**Stated task 1:** Reproduce the passage on non-speech input for speech reference points word for word, from "Example methods may" to "not illustrated blocks.".
**Stated task 2:** Extend the passage on non-speech input for speech reference points with the next portion, beginning after its final sentence.

**Given passage:**
..........

Example methods may be better appreciated with reference to flow diagrams. For simplicity, the illustrated methodologies are shown and described as a series of blocks. However, the methodologies may not be limited by the order of the blocks because, in some embodiments, the blocks may occur in different orders than shown and described. Moreover, fewer than all the illustrated blocks may be required to implement an example methodology. Blocks may be combined or separated into multiple components. Furthermore, additional or alternative methodologies can employ additional, not illustrated blocks.
The location of the speech reference point is determined, at least in part, by an input from the non-speech input apparatus. Since different types of non-speech input apparatus may be available, the input may take different forms. For example, the input may be a touch point or a plurality of touch points produced by a touch sensor. The input may also be, for example, a hover point or a plurality of hover points produced by a proximity sensor or other hover sensor. The input may also be, for example, a gesture location, a gesture direction, a plurality of gesture locations, or a plurality of gesture directions. The gestures may be, for example, pointing at an item on the display, pointing at another object that is detectable by the device, circling or otherwise bounding a region on a display, or other gesture. The gesture may be a touch gesture, a hover gesture, a combined touch and hover gesture or other gesture. The input may also be provided from other physical or virtual apparatus associated with the device. For example, the input may be a keyboard focus point, a mouse focus point, or a touchpad focus point. While fingers, pens, stylus and other implements may be used to generate inputs, other types of inputs may also be accepted. For example, the input may be an eye gaze location or an eye gaze direction. Eye gaze inputs may improve over conventional systems by allowing “hands-free” operation for a device. Hands-free operation may be desired in certain contexts (e.g., while driving) or in certain environments (e.g., physically challenged user).

..........

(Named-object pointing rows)
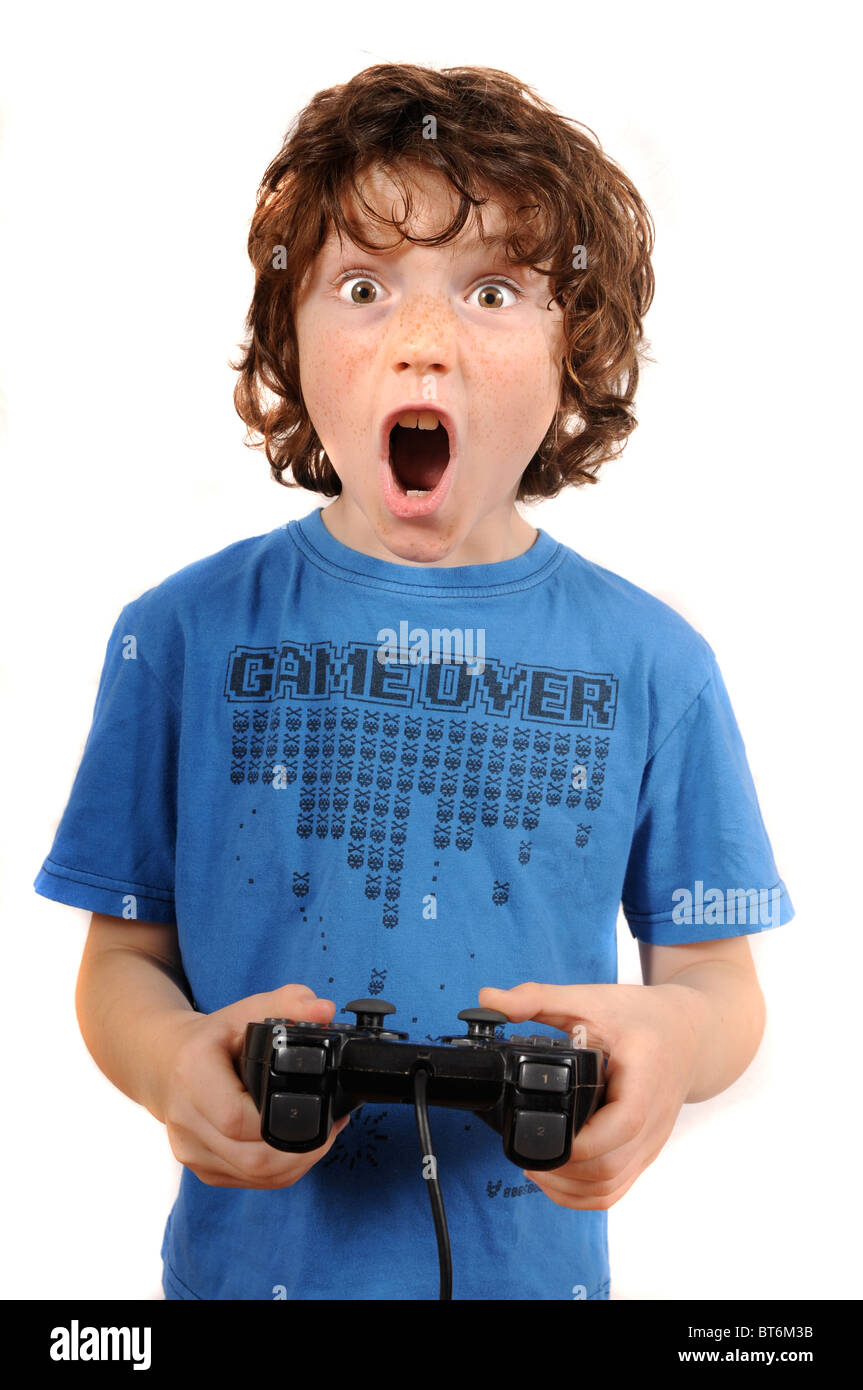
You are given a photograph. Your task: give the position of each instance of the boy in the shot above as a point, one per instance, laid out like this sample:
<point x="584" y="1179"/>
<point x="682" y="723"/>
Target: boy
<point x="409" y="747"/>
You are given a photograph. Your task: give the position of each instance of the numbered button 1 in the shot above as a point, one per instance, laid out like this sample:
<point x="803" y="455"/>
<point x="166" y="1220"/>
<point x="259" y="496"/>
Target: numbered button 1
<point x="535" y="1076"/>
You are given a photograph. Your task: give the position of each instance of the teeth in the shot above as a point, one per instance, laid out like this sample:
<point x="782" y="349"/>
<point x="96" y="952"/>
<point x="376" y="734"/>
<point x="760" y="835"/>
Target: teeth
<point x="424" y="420"/>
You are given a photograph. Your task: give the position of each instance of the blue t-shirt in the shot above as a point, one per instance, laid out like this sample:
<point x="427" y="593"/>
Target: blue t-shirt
<point x="381" y="780"/>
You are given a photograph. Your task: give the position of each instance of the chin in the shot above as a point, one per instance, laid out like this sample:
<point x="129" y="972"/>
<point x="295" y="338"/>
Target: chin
<point x="423" y="541"/>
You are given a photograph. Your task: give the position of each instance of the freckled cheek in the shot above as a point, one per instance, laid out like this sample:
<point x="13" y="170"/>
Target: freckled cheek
<point x="514" y="395"/>
<point x="331" y="377"/>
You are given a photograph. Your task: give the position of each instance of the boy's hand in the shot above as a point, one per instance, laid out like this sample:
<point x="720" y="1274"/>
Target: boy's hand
<point x="652" y="1048"/>
<point x="213" y="1123"/>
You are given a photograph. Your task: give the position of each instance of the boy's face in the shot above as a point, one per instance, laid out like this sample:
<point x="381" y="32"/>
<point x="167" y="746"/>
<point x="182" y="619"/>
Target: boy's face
<point x="453" y="327"/>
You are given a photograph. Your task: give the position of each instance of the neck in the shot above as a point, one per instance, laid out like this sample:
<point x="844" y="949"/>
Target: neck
<point x="500" y="535"/>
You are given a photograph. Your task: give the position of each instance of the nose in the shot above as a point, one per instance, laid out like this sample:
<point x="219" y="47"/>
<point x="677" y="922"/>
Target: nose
<point x="423" y="335"/>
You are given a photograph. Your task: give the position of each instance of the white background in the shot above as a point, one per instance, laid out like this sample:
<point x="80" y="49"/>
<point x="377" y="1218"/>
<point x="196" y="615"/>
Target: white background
<point x="135" y="139"/>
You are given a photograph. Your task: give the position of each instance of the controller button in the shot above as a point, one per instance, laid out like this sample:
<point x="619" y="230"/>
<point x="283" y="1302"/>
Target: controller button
<point x="295" y="1118"/>
<point x="534" y="1076"/>
<point x="309" y="1061"/>
<point x="539" y="1134"/>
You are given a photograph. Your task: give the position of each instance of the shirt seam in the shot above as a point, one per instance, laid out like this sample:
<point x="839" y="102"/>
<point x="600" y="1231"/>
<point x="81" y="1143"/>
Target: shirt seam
<point x="658" y="918"/>
<point x="154" y="673"/>
<point x="89" y="879"/>
<point x="677" y="723"/>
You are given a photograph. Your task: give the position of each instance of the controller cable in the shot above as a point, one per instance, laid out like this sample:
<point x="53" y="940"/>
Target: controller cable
<point x="435" y="1196"/>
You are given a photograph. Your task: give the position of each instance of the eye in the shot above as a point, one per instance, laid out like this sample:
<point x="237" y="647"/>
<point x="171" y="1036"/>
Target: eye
<point x="491" y="291"/>
<point x="363" y="291"/>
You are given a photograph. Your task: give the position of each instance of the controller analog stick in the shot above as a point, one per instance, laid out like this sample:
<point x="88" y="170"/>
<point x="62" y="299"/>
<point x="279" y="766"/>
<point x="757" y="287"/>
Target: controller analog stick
<point x="370" y="1012"/>
<point x="481" y="1023"/>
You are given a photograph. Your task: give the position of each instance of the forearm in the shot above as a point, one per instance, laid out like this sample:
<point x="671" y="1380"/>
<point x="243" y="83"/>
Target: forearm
<point x="131" y="1008"/>
<point x="726" y="1009"/>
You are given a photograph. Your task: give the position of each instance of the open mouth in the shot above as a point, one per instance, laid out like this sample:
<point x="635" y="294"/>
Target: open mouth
<point x="418" y="455"/>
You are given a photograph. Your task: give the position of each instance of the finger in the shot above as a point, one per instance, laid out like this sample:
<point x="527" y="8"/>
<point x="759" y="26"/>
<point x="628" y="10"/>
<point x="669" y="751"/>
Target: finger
<point x="252" y="1162"/>
<point x="291" y="1002"/>
<point x="560" y="1007"/>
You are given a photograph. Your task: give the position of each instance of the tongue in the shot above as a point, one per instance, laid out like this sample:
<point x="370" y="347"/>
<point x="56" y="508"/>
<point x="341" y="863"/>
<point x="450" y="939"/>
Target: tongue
<point x="418" y="456"/>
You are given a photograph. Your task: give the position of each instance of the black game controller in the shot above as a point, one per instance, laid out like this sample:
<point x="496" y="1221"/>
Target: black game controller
<point x="535" y="1091"/>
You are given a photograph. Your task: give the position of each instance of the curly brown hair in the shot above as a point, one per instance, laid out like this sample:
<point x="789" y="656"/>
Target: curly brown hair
<point x="553" y="181"/>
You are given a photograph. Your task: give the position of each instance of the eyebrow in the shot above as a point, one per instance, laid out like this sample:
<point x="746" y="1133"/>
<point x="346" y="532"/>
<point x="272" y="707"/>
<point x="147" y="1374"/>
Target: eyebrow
<point x="491" y="246"/>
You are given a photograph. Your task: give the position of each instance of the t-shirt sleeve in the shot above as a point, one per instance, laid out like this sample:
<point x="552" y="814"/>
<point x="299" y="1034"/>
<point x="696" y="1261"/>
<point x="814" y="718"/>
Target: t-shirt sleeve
<point x="701" y="865"/>
<point x="114" y="847"/>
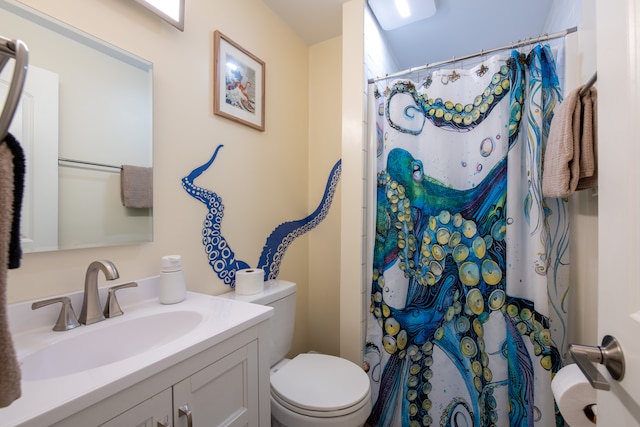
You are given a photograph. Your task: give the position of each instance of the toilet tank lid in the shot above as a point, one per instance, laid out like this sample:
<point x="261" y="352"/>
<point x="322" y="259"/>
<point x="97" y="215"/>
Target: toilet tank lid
<point x="274" y="290"/>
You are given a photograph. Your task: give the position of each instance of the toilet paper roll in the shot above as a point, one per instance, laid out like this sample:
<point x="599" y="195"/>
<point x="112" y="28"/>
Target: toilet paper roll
<point x="575" y="397"/>
<point x="249" y="281"/>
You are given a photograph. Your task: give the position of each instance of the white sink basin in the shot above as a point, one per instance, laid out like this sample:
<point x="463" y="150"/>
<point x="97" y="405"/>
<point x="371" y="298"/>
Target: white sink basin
<point x="107" y="342"/>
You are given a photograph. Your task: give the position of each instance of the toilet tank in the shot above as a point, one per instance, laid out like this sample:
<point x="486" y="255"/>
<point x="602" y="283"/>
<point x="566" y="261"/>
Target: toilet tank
<point x="281" y="295"/>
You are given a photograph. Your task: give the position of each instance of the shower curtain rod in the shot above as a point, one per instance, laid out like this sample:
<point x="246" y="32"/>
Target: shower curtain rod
<point x="481" y="53"/>
<point x="83" y="162"/>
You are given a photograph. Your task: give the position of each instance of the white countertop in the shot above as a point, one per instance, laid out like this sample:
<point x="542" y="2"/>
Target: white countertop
<point x="47" y="401"/>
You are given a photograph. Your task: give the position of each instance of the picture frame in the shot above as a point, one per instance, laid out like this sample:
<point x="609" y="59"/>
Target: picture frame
<point x="239" y="83"/>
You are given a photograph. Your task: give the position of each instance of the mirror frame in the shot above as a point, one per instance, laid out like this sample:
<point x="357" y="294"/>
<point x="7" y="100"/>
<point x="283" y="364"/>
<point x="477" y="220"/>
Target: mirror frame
<point x="157" y="9"/>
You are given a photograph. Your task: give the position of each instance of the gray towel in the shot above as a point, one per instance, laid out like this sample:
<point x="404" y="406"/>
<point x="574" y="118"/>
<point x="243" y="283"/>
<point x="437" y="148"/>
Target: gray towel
<point x="570" y="159"/>
<point x="136" y="186"/>
<point x="9" y="368"/>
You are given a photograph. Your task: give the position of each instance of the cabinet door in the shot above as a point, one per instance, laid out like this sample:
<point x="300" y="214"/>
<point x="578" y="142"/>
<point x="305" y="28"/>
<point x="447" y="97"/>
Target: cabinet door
<point x="152" y="412"/>
<point x="222" y="394"/>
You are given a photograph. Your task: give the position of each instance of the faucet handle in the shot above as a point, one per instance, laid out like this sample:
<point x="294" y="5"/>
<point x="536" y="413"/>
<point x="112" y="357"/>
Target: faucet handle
<point x="66" y="319"/>
<point x="112" y="308"/>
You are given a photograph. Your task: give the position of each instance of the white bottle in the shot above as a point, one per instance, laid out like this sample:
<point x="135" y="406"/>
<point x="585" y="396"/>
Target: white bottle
<point x="172" y="286"/>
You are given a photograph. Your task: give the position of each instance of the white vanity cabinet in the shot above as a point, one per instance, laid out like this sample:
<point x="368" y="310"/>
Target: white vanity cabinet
<point x="225" y="385"/>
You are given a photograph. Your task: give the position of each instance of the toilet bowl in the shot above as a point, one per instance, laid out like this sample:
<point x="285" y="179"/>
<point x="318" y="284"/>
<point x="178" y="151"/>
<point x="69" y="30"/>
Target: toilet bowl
<point x="316" y="390"/>
<point x="310" y="390"/>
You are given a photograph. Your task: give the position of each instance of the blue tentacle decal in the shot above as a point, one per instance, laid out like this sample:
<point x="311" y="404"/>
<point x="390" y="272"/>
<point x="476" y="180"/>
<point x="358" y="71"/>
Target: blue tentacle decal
<point x="221" y="258"/>
<point x="280" y="239"/>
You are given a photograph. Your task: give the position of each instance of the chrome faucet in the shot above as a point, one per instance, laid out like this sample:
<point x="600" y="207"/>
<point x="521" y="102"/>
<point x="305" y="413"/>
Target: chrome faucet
<point x="91" y="309"/>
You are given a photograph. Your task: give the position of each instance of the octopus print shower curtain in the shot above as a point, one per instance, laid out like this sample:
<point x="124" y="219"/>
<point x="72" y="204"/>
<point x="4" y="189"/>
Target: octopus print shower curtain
<point x="470" y="271"/>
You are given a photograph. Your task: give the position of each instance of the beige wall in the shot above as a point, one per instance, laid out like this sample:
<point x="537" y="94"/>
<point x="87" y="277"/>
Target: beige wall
<point x="352" y="265"/>
<point x="264" y="178"/>
<point x="325" y="135"/>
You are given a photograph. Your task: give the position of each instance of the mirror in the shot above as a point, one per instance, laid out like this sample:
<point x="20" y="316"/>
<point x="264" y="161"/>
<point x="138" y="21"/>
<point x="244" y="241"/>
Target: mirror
<point x="86" y="110"/>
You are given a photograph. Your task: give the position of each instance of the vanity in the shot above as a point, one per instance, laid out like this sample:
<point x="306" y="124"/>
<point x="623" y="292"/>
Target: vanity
<point x="204" y="361"/>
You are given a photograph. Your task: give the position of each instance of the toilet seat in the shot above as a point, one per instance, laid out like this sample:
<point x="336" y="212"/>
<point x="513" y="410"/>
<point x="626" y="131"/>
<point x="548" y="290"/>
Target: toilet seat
<point x="320" y="385"/>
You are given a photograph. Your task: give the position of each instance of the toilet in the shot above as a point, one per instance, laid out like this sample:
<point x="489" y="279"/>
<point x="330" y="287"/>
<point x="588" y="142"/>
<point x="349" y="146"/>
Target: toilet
<point x="310" y="390"/>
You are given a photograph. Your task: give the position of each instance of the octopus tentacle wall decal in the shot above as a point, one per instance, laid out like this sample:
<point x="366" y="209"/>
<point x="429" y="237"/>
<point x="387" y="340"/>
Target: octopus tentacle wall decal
<point x="221" y="257"/>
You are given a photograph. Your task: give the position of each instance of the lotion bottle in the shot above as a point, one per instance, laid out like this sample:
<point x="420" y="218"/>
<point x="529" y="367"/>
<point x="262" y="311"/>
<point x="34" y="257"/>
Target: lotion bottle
<point x="172" y="287"/>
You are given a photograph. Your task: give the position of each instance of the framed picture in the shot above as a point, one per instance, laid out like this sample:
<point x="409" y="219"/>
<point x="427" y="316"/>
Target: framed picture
<point x="238" y="79"/>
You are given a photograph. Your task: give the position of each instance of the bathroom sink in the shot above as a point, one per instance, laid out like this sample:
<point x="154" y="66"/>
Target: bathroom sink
<point x="109" y="341"/>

..........

**Exercise result 1:**
Example methods may be better appreciated with reference to flow diagrams. For simplicity, the illustrated methodologies are shown and described as a series of blocks. However, the methodologies may not be limited by the order of the blocks because, in some embodiments, the blocks may occur in different orders than shown and described. Moreover, fewer than all the illustrated blocks may be required to implement an example methodology. Blocks may be combined or separated into multiple components. Furthermore, additional or alternative methodologies can employ additional, not illustrated blocks.

**Exercise result 2:**
Establishing the speech reference point at 510 may involve sorting through or otherwise analyzing a collection of inputs. For example, establishing the speech reference point may include computing an importance of a member of a plurality of inputs received from one or more non-speech input apparatus. Different inputs may have different priorities and the importance of an input may be a function of a priority. For example, an explicit touch may have a higher priority than a fleeting glance by the eyes.
Establishing the speech reference point at 510 may also involve analyzing the relative importance of an input based, at least in part, on a time at which or an order in which the input was received with respect to other inputs. For example, a keyboard focus event that happened after a gesture may take precedence over the gesture.
The speech reference point may be associated with different numbers or types of objects. For example, the speech reference point may be associated with a single discrete object displayed on the visual display. Associating the speech reference point with a single discrete object may facilitate co-verbal commands of the form “share this with Joe.” For example, a speech reference point may be associated with a photograph on the display and the user may then speak a command (e.g., “share”, “copy”, “delete”) that is applied to the single item.
In another example, the speech reference point may be associated with two or more discrete objects that are simultaneously displayed on the visual display. For example, a map may display several locations. In this example, a user may select a first point and a second point and then ask “how far is it between the two points?” In another example, a visual programming application may have sources, processors, and sinks displayed. A user may select a source and a sink to connect to a processor and then speak a command (e.g., “connect these elements”).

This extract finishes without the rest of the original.